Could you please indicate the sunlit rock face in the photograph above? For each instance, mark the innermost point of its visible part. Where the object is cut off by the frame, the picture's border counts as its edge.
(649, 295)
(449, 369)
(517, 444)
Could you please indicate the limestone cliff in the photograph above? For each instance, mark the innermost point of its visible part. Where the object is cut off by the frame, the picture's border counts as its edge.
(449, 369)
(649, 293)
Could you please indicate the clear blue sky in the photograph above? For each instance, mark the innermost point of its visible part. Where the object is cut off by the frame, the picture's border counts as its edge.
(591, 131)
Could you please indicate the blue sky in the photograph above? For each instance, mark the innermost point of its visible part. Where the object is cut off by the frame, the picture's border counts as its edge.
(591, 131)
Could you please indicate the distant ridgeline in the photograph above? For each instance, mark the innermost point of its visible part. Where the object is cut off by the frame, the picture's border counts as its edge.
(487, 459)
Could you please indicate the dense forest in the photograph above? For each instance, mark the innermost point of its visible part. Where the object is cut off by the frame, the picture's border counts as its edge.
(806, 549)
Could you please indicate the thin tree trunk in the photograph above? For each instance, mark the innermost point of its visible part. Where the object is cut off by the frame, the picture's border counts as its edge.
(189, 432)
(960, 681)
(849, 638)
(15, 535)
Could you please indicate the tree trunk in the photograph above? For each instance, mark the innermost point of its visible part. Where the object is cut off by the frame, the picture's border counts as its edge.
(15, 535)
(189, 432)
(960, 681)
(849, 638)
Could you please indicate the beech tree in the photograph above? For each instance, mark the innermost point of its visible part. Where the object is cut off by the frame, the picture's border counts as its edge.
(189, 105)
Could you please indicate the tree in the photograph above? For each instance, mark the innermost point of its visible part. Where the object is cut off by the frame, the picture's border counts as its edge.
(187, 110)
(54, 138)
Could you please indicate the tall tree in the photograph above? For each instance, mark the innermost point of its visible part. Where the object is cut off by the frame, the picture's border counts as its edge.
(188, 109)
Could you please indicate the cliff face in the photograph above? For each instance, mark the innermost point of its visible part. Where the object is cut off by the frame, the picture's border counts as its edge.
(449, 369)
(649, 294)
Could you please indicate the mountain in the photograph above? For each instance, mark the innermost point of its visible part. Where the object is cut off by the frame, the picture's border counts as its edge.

### SET TASK
Please write out every item above word for word, keeping them in their original order.

### RESPONSE BELOW
Could you please indicate the sunlit rock face in the photograph above? For each instance, mark the innermost point of its visible part. Where the object is cut off by the frame, the picture's border counts as its edge.
(649, 295)
(449, 369)
(517, 444)
Could you please indicate the limestone cliff in the photograph above? For each instance, mark the innermost point of its visible part. Where the object is cut off by the frame, the picture's border counts as its edge.
(449, 369)
(649, 293)
Could you please indicate the clear blue sky in the photograph above? For each instance, mark the innermost point of its visible part. Where the object is cut off by the frame, the picture's border counts as its edge.
(591, 131)
Could you please indicate the blue sky in the photograph above? For each instance, mark the innermost point of its visible part. Where the object is cut off by the frame, the picture's border counts as its edge.
(591, 131)
Could you please indicate the distant ridgeline in the photograph above? For each instance, mark the innermost point of its visible part. Where the object is cut off by the frame, the picture's border counts as its edge.
(487, 459)
Could you please indicate the dense forest in the photograph above? For each instance, mark the innermost point of its visible part. Where the object is cut off by the frame, the picture's border counts as its edge.
(806, 549)
Could you please indicate the thin tree trunk in the photograph above? For each instance, mark the innermost point of its visible part. Where the object is cut off by the frame, the picture's border counts as its edge.
(189, 432)
(960, 681)
(849, 638)
(15, 535)
Could you please indicate the tree trunk in the photograph above? For each instance, mark the innermost point of its visible part. Where the object is cut off by the frame, the picture's border counts as its edge.
(15, 535)
(189, 432)
(960, 681)
(849, 638)
Could you please indicate the beech tree in the photograph above? For each instance, mark the innermost point of its visible part. Where the object is cut off by the frame, the picture's border counts as its edge.
(189, 105)
Could you please indicate the tree in the photograph above? For each instance, mark the innermost point of its visible part. Where the object is cut off by the frame, the picture's border counts as its edge.
(187, 110)
(54, 138)
Could you please indicate the tall tree in the photograph above? For each instance, mark the innermost point of its visible part. Where the object is cut off by the frame, the picture's border counts as its edge.
(188, 109)
Could you please indicate the cliff face in the photograph above? For each instance, mark the innermost point of its visible part. Where the object is cut off by the frame, the picture's border counts as its edge.
(449, 369)
(649, 294)
Could you please indicate the mountain in the photograph above? For each instance, mark the innermost point of its visible part. Where the object is cut off by the frame, the picture's border counts as its edge.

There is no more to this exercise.